Warm Lentil & Roasted Root Vegetable Salad
A hearty and nutritious flexitarian salad featuring earthy Puy lentils and sweet roasted root vegetables, all tossed in a creamy lemon-tahini dressing. Perfect for a satisfying lunch or light dinner.
1395 calories
$5 per serving
$35 min
2 servings
flexitarian, any cuisine
Ingredients
- 150g Puy lentils
- 1 large carrot
- 1 large parsnip
- 1 medium sweet potato
- 1 red onion
- 3 cloves garlic
- 2 tablespoons olive oil
- 50ml lemon juice
- 3 tablespoons tahini
- 1 teaspoon ground cumin
- 1/2 teaspoon ground coriander
- Handful of fresh parsley
- Salt and black pepper to taste
Instructions
- 1.Preheat your oven to 200°C. Chop the carrot, parsnip, and sweet potato into 2cm cubes. Thinly slice the red onion.
- 2.On a baking tray, toss the chopped vegetables and onion with olive oil, cumin, coriander, salt, and pepper. Roast for 25-30 minutes until tender and caramelized.

**PROBLEMS AND TASKS:**
[1] Transcribe the lentil salad recipe between "- 2.On a baking" and "tender and caramelized.", inclusive.
[2] In the lentil salad recipe, to what temperature is the oven preheated?
[3] Take the lentil salad recipe further by continuing its instructions from the point where they stop.
The data placed after this recipe come from an unrelated source.

**RECORDS SHOWN:**
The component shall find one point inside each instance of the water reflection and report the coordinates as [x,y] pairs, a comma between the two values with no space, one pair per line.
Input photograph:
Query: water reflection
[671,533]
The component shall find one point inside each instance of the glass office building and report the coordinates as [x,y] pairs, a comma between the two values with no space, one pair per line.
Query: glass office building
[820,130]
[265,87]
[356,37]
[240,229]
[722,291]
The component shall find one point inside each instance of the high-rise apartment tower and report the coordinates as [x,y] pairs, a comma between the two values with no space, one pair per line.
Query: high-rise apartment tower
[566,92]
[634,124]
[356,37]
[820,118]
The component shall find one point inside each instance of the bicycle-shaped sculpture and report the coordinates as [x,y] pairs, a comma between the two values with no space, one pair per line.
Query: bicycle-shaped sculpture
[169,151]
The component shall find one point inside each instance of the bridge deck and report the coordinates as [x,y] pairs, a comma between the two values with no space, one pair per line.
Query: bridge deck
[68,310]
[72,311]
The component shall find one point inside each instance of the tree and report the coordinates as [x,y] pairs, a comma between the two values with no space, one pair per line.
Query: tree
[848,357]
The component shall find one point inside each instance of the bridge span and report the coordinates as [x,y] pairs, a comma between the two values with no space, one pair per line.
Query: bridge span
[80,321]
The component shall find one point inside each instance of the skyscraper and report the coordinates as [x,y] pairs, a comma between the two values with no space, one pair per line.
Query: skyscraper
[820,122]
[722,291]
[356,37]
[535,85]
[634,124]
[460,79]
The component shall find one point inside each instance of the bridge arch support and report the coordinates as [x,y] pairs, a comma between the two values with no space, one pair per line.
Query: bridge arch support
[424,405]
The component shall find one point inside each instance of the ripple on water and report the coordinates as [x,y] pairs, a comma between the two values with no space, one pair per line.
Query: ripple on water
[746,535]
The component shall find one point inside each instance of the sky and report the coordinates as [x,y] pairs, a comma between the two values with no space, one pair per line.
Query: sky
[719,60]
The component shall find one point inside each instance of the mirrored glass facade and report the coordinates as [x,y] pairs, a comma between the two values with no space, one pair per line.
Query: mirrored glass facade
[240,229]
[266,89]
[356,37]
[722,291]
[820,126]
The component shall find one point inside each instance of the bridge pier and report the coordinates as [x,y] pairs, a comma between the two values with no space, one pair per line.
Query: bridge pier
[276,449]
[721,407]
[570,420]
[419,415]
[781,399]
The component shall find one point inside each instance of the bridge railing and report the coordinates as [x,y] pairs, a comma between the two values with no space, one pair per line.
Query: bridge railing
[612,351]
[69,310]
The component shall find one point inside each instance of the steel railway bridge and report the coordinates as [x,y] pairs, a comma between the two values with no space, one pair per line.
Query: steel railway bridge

**YOUR RESPONSES:**
[1]
- 2.On a baking tray, toss the chopped vegetables and onion with olive oil, cumin, coriander, salt, and pepper. Roast for 25-30 minutes until tender and caramelized.

[2] 200°C

[3]
- 3.While the vegetables roast, rinse the lentils. Place them in a saucepan with 500ml of water, bring to a boil, then reduce heat and simmer for 20-25 minutes until tender. Drain well.
- 4.To make the dressing, whisk together the tahini, lemon juice, and one minced garlic clove in a small bowl. Gradually add 4-5 tablespoons of water while whisking until you reach a smooth, pourable consistency. Season with salt.
- 5.In a large serving bowl, combine the warm cooked lentils and the roasted vegetables.
- 6.Pour the lemon-tahini dressing over the mixture and toss gently. Garnish with fresh chopped parsley and serve immediately.
Nutrition Information
54g
fat
180g
carbs
48g
fiber
51g
protein
Why this recipe
This recipe is a powerhouse of plant-based nutrition, rich in fiber and protein from lentils to support digestion and muscle health. The root vegetables provide complex carbs for sustained energy and are packed with vitamins A and C.